■ **Compito 1**
Modifica l'estratto riportando tutto ciò che va da "Per tornare ai" fino a "in quella città.", con "sabato" sostituito da "domenica".
■ **Compito 2**
Secondo l'estratto, quale percentuale dei cereali prodotti nel mondo serve ad alimentare gli animali consumati dai Paesi ricchi?

Devo ricordare che, a fronte di quello che è stata definita una carità pelosa (600 lire per persona stanziate per la lotta all'AIDS), le scelte alimentari in Italia fanno sì che gli animali che alleviamo consumino cereali che sfamerebbero 120 milioni di abitanti in più, di quelli che vivono in Italia. La fame nel mondo, come viene detto da più di dieci anni nasce dalle sbagliate abitudini alimentari dei paesi occidentali che consumano più della metà di tutti i cereali prodotti nel mondo. Il 70% dei cereali prodotti nel mondo, servono per alimentare gli animali che i Paesi ricchi consumano. Questa proporzione fa sì che in Italia i nostri animali allevati consumano cereali che sfamerebbero 120 milioni di africani asiatici o sudamericani. Questo non dovremo dimenticarlo tanto facilmente.
Vorrei ricordare ancora che in Regione Piemonte, in Commissione, non è stata accettata la discussione sulla legge del marchio etico. Era stata proposta una legge per la valorizzazione del marchio etico, cioè dei prodotti ottenuti senza lo sfruttamento del lavoro minorile, una delle altre grandi piaghe legate alla mondializzazione, ammesso da tutti, e noi in Regione Piemonte questa legge non l'abbiamo voluta discutere, perché era proposta dalla minoranza.
Per tornare ai fatti di Genova, devo dire di averli seguiti in diretta sabato ero a Genova e nei giorni precedenti ero in collegamento telefonico con ragazzi che si trovavano in quella città.

■ **Elenco dati**
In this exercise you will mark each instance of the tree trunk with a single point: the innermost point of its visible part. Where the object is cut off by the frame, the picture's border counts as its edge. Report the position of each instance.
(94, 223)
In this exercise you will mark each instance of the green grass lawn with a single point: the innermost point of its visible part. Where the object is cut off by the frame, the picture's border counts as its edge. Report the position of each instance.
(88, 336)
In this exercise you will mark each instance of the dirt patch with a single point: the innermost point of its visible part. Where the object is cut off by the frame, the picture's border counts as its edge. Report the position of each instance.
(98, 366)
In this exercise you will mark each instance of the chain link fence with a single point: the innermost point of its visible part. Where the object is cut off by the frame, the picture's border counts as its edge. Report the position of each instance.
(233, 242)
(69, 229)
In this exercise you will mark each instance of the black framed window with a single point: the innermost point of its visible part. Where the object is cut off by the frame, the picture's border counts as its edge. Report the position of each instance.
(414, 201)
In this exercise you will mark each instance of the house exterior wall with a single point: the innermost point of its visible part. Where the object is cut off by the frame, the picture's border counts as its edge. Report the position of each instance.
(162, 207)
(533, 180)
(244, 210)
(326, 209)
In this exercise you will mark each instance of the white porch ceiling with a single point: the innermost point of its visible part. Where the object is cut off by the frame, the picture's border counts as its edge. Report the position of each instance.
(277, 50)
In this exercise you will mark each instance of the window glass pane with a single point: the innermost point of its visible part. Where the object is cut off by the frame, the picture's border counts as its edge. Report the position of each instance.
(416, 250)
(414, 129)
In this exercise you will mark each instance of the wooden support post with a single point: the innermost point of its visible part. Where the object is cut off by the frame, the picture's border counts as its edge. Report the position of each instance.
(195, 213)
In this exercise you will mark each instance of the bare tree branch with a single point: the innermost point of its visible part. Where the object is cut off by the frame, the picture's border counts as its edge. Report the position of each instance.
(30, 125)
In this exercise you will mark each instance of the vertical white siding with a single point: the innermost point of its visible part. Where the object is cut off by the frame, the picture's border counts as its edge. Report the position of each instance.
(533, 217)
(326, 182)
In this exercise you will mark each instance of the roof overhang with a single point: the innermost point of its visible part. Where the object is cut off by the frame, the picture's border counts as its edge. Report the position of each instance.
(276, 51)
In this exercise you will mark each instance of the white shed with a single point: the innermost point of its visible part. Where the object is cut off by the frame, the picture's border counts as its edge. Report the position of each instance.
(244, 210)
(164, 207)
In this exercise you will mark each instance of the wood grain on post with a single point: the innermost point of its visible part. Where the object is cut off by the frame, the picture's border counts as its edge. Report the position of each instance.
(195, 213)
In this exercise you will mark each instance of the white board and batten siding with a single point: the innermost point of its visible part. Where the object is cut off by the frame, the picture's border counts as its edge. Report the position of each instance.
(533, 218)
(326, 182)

■ **Risposta 1**
Per tornare ai fatti di Genova, devo dire di averli seguiti in diretta domenica ero a Genova e nei giorni precedenti ero in collegamento telefonico con ragazzi che si trovavano in quella città.

■ **Risposta 2**
Il 70%.